• Source document
◇ ◇ ◇

The Persecution Paradox

[Clay] In the section entitled, “Apostles 95-1000 A.D.”, Nate has attempted to align 2x2's with those early Christians who were persecuted for their faith in history. He seems to be reasoning that the presence or absence of persecution is what determines the true apostolic nature of the faith, saying "this seems to symbolize the TRUE CHURCH as being Driven Underground by PERSECUTIONS". He enlists the aid of Broadbent and McCabe by assuming that those who were persecuted were 2x2 precursors tracing their origins "back to apostolic times" who "never degenerated from the New Testament PATTERN". He writes:
According to the Apostolic Church Fathers/ History. (Persecutions continue on!) Romans Emperors Persecuted Christians:
His efforts are in vain, however, for 3 primary reasons:
1) Broadbent and McCabe think these "primitive New Testament Christians" were Plymouth Brethren and Baptist, respectively, NOT 2x2's!

2) He doesn't ever discuss the actual doctrines of these groups; therefore, he has made unsubstantiated assumptions about these groups' belief systems.

3) Most ironic of all, the Christians "persecuted by Roman Emperors" whom he lists WERE CATHOLIC.

Let us examine now the beliefs of the specific martyrs Nate lists who, according to him, were notable for their "NEVER having degenerated from the New Testament PATTERN as had the Roman, Greek Orthodox, and some others, but having ALWAYS maintained, in varying degree, the Apostolic Traditions. From the time of Constantine the Emperor there had been a SUCCESSION of those who Preached the Gospel and founded the churches, UNINFLUENCED by the relations between the Church and State existing at the time"
[Nate] "Polycarp (A.D. 67- 110). Pupil of John the Apostle ordered by the Emperor to be arrested and brought before the Governor, and it was said of him that when offered would be offered his freedom he would curse Christ, but, he replied "Eighty and six years have I served Christ and He has done me nothing but good: how then could I curse Him, my Lord and Savior?" He was burned alive!"
[Clay] Polycarp was burned alive for holding beliefs that were quite Catholic in nature; for example, he believed in infant baptism (Martyrdom of Polycarp, 9) and he accepted the authority of the Catholic Church:

"[A]ll the people wondered that there should be such a difference between the unbelievers and the elect, of whom this most admirable Polycarp was one, having in our own times been an apostolic and prophetic teacher, and bishop of the Catholic Church which is in Smyrna. For every word that went out of his mouth either has been or shall yet be accomplished." (Martyrdom of Polycarp, 16:2)

◇ ◇ ◇

• Information provided
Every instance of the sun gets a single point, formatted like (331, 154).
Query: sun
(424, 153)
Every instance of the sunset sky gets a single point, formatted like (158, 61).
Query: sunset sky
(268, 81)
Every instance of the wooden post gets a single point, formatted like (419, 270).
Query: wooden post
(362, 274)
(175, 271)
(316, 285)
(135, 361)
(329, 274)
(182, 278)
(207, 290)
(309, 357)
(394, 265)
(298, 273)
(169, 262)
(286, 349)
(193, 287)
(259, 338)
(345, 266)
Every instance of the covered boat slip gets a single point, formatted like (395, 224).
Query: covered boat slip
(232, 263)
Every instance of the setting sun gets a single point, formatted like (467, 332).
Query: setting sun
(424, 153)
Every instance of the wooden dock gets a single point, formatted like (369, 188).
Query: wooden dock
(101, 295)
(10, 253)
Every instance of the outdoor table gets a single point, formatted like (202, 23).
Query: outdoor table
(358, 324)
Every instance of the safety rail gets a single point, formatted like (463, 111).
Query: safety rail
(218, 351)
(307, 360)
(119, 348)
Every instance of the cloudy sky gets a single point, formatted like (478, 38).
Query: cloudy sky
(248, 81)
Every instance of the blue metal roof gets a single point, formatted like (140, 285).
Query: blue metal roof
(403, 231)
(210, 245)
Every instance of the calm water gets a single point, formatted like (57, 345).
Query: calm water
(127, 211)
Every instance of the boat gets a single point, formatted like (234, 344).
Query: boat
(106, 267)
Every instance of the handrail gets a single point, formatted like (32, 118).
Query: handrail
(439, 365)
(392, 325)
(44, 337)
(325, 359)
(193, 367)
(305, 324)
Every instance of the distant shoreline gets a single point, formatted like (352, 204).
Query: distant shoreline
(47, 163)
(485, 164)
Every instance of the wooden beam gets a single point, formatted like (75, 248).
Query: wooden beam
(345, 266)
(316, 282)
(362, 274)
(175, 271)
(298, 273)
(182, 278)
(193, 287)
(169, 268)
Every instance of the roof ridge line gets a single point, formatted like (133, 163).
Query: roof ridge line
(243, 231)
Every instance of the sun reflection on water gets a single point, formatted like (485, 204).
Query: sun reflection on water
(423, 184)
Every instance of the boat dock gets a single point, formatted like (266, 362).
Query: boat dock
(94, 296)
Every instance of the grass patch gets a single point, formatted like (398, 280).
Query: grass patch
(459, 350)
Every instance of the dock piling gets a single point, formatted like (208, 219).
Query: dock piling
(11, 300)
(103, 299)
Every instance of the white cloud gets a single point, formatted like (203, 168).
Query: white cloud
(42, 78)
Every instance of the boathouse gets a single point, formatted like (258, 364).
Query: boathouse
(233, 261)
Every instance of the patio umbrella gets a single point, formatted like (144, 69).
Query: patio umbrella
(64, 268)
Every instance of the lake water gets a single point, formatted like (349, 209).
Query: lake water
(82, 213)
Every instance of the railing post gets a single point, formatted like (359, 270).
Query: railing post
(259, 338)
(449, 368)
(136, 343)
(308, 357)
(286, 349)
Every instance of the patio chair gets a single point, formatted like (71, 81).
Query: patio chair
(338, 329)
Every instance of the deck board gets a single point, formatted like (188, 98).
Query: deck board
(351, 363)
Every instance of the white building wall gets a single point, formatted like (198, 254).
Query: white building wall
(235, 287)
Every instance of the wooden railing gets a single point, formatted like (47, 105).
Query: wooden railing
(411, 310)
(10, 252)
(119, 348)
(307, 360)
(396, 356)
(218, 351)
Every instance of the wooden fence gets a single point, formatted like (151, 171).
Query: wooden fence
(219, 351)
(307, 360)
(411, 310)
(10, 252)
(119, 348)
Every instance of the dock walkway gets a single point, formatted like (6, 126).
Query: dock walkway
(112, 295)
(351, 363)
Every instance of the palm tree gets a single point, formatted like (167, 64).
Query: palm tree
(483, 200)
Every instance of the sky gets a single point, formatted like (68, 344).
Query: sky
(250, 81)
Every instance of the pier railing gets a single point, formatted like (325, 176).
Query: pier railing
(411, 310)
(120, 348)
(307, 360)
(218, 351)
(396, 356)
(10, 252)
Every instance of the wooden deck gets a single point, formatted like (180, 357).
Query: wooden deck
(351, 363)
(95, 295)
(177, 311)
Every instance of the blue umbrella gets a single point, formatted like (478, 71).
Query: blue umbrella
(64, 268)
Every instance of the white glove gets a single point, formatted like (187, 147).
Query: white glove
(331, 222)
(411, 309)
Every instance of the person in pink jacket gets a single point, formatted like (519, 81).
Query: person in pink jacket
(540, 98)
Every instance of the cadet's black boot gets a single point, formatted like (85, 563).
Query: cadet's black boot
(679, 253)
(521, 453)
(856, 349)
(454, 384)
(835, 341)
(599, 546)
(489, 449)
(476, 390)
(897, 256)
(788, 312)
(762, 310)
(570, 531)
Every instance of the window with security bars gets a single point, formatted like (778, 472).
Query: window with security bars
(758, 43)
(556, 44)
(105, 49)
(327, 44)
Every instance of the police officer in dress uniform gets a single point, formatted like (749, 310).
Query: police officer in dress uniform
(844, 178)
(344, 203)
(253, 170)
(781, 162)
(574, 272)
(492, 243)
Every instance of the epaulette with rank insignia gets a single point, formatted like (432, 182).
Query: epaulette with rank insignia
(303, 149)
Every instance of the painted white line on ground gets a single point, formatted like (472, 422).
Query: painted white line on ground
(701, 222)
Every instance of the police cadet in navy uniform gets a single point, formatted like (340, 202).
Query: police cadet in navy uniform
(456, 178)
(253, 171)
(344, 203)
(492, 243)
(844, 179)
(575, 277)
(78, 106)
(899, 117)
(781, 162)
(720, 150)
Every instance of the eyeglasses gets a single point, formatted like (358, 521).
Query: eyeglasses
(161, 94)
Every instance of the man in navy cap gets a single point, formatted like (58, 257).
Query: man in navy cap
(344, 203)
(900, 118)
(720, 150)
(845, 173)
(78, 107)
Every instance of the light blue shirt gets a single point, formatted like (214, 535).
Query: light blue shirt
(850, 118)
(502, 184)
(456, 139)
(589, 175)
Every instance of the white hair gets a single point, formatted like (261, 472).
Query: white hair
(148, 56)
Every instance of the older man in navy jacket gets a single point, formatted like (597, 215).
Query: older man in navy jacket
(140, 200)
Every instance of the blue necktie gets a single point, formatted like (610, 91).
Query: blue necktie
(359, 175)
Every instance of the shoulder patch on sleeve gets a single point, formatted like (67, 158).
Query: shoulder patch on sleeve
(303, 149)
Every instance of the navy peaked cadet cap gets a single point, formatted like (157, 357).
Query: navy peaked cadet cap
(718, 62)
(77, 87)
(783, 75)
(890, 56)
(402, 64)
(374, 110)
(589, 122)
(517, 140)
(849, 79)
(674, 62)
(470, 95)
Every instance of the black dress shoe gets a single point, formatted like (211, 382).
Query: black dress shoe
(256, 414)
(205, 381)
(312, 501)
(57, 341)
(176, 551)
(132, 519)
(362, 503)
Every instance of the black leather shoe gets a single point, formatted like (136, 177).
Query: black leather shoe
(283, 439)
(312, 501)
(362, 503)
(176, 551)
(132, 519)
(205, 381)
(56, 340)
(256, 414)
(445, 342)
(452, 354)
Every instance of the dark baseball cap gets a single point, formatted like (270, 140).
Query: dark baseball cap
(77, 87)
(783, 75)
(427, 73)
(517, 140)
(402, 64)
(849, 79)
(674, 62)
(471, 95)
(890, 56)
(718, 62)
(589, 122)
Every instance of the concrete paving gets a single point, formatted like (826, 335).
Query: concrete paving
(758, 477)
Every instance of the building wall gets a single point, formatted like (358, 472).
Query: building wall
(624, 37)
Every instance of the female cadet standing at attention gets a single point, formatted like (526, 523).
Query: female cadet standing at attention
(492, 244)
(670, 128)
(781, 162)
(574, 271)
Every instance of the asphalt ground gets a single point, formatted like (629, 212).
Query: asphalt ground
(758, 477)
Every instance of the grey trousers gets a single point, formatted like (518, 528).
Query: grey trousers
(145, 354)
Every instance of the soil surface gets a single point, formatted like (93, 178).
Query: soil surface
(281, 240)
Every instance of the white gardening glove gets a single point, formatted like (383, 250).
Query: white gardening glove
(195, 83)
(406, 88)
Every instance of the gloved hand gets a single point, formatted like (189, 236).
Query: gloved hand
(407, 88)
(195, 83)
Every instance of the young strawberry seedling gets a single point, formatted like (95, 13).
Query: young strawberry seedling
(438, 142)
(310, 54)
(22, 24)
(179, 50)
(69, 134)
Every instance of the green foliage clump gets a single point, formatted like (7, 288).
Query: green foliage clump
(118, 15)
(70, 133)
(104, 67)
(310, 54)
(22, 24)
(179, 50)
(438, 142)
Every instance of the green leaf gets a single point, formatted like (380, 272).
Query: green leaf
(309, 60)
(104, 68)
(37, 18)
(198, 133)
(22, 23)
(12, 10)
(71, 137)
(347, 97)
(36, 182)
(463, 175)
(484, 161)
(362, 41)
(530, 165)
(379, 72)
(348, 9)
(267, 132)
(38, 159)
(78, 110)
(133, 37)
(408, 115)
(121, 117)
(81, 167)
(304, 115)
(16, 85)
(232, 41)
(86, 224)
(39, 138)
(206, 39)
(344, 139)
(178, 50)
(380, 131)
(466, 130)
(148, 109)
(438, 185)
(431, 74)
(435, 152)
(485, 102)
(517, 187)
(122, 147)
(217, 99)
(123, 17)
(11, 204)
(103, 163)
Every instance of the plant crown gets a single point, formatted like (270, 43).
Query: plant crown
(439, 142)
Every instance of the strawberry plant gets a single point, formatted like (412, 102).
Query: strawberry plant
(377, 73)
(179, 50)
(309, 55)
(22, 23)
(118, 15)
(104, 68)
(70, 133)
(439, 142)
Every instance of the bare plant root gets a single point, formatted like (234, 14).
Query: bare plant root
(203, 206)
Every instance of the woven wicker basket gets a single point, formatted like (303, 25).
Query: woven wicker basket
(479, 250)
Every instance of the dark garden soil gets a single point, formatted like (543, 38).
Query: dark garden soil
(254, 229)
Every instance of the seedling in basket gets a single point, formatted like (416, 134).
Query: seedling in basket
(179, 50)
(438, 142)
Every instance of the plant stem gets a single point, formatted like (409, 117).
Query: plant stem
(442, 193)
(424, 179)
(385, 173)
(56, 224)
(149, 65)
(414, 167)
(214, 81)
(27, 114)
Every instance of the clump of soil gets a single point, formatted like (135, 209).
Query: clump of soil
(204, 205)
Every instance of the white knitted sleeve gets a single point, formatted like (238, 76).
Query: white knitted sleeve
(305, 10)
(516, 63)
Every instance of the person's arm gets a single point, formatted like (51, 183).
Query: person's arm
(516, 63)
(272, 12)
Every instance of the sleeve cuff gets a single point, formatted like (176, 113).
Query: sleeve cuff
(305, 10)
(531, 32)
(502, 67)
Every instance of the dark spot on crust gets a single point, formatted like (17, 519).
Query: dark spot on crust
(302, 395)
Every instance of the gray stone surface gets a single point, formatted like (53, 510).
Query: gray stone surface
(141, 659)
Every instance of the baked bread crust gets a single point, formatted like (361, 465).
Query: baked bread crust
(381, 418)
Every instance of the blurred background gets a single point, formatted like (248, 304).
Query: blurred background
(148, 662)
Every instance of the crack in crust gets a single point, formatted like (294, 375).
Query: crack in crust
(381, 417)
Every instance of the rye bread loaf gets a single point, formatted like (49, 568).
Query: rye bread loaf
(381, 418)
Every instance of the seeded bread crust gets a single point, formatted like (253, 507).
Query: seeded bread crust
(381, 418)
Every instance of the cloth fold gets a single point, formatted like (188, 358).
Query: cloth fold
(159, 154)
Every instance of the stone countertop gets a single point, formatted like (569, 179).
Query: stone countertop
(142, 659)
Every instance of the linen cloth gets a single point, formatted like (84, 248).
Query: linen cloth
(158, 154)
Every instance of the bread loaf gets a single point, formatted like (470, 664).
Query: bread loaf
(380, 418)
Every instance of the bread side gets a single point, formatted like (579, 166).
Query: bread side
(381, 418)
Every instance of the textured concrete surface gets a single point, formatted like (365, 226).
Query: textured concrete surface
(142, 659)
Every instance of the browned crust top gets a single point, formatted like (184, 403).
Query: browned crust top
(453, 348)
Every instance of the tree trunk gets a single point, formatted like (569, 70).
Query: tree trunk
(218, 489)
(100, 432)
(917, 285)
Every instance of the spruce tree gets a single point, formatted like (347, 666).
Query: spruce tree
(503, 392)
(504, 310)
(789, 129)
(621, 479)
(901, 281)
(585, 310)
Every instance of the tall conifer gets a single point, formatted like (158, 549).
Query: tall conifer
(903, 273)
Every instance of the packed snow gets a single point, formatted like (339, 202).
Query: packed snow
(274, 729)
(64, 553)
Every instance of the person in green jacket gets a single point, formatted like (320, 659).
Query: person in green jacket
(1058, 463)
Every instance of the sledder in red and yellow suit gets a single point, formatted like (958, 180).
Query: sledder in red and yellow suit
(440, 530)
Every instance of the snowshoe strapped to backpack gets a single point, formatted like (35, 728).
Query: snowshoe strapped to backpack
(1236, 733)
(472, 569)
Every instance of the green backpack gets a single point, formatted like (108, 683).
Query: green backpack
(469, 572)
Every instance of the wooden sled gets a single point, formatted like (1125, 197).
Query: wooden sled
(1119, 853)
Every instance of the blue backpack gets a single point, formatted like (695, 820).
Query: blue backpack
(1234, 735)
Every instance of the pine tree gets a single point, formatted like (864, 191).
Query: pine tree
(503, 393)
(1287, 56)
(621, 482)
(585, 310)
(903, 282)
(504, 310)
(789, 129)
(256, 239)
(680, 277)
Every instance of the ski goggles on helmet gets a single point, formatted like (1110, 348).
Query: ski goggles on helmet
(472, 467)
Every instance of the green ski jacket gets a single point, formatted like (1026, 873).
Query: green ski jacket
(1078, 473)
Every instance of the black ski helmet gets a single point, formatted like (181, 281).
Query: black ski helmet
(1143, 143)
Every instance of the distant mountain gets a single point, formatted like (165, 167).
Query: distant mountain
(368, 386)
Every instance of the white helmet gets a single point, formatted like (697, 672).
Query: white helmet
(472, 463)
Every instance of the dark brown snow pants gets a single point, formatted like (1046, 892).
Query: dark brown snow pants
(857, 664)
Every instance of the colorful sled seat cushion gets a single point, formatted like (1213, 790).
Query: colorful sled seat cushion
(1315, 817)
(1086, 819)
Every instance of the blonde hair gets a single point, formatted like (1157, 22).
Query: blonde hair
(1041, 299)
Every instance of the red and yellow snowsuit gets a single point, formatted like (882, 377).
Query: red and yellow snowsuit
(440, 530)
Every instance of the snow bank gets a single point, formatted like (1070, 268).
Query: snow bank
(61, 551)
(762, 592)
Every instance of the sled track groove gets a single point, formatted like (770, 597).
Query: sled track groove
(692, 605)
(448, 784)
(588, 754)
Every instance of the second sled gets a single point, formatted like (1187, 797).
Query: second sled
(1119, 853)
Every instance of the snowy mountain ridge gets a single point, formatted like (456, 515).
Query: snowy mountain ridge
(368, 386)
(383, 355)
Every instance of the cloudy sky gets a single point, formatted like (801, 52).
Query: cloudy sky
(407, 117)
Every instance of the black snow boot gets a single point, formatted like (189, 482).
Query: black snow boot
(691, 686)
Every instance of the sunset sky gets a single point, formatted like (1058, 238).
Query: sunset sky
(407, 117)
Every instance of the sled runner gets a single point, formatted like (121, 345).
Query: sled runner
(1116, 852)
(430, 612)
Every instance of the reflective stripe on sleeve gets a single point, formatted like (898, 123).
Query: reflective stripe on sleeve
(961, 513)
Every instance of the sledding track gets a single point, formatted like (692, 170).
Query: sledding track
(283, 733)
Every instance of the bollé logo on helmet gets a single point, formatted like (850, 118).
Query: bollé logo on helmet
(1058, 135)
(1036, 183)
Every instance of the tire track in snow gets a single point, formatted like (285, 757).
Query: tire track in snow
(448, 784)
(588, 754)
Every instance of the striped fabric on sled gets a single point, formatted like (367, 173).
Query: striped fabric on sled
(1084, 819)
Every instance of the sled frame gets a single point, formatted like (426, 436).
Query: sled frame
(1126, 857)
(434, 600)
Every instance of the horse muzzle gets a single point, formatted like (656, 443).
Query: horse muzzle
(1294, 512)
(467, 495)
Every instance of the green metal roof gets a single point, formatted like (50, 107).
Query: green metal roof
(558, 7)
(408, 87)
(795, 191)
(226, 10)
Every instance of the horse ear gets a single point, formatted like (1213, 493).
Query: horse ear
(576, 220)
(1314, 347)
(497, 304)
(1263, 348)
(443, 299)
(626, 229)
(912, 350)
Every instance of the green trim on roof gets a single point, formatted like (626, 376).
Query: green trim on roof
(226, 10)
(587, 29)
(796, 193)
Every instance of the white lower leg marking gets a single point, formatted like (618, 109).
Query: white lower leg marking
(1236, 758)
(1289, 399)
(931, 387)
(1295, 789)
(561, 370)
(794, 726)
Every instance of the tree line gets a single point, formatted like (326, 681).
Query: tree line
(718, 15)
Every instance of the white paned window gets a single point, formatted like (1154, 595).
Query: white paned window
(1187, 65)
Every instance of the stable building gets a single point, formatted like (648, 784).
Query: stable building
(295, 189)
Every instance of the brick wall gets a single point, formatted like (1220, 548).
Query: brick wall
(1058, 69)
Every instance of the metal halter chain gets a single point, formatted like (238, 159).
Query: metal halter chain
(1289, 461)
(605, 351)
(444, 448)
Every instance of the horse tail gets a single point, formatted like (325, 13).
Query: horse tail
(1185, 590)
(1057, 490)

◇ ◇ ◇

• Written tasks
1. Please convert the stretch of the records from the line containing "Every instance of the metal" through the end of the records into a Markdown table with the columns Row and Entry, one numbered row per line, skipping blank lines.
2. Carry on the essay about persecution and the apostolic claims of the 2x2's from the point where it stops.

• The replies
1.
| Row | Entry |
|---|---|
| 1 | Every instance of the metal halter chain gets a single point, formatted like (238, 159). |
| 2 | Query: metal halter chain |
| 3 | (1289, 461) |
| 4 | (605, 351) |
| 5 | (444, 448) |
| 6 | Every instance of the horse tail gets a single point, formatted like (325, 13). |
| 7 | Query: horse tail |
| 8 | (1185, 590) |
| 9 | (1057, 490) |

2.
[Nate] Ignatius (A.D. 67-110). A pupil of John the apostle. The Emperor Trajan, on a visit to Antioch, ordered Ignatius to be arrested. He presided at the trial, and sentenced him to be thrown to the Wild Beasts at Rome. Enroute to Rome, he wrote a letter to the Roman Christians begging them not to try to procure his pardon; that he longed for the HONOR of dying for his Lord, saying, "May the Wild Beasts be eager to rush upon me. If they will be unwilling I will compel them. Come, crowds of wild beasts, come tearing and mangling, wracklings, of bones and hacking of limbs. come, cruel tortures of the DEVIL, only let me ATTAIN unto Christ.
[Clay] Like Polycarp, Ignatius believed in such Catholic distinctives as the Real Presence of Christ in the bread and wine (Epis Smyrnaeans, 7,1), the sacrament of confession (Epis Smyrnaeans, 9) the veneration of the Virgin Mary (Epis Ephesians, 7) and the authority of the Catholic Church:

"Where the bishop is, there let the community be, just as where Jesus Christ is, there is the Catholic Church' (Epis Smyrnaens 8)

"Be not deceived, my brethren: If anyone follows a maker of schism [i.e., is a schismatic], he does not inherit the kingdom of God; if anyone walks in strange doctrine [i.e., is a heretic], he has no part in the Passion [of Christ]. Take care, then, to use one Eucharist, so that whatever you do, you do according to God: For there is one flesh of our Lord Jesus Christ, and one cup in the union of his blood; one altar, as there is one bishop, with the presbytery and my fellow servants, the deacons" (Epis Philadelphians 3:3-4:1)

"Indeed, when you submit to the bishop as you would to Jesus Christ, it is clear to me that you are living not in the manner of men but as Jesus Christ, who died for us, that through faith in his death you might escape dying. It is necessary, therefore--and such is your practice that you do nothing without the bishop, and that you be subject also to the presbytery, as to the apostles of Jesus Christ our hope, in whom we shall be found, if we live in him. It is necessary also that the deacons, the dispensers of the mysteries [sacraments] of Jesus Christ, be in every way pleasing to all men. For they are not the deacons of food and drink, but servants of the Church of God. They must therefore guard against blame as against fire" (Epis Trallians 2:1-3)
[Nate] Papias (A.D. 70-155) Another pupil of the Apostle John. He suffered martyrdom at Peg mum, about the same time as Polycarp, Ignatius, Papias, form the connecting link between the apostolic age and later.
[Clay] The great historian Eusebius tells us that Papias submitted to the Sacred Tradition of the Catholic Church: "Papias [A.D. 120], who is now mentioned by us, affirms that he received the sayings of the Apostles from those who accompanied them, and he moreover asserts that he heard in person Aristion and the presbyter John. Accordingly he mentions them frequently by name, and in his writings gives their Traditions [concerning Jesus]. . . . [There are] other passages of his in which he relates some miraculous deeds, stating that he acquired the knowledge of them from Tradition." (Fragment in Eusebius, Church History 3:39)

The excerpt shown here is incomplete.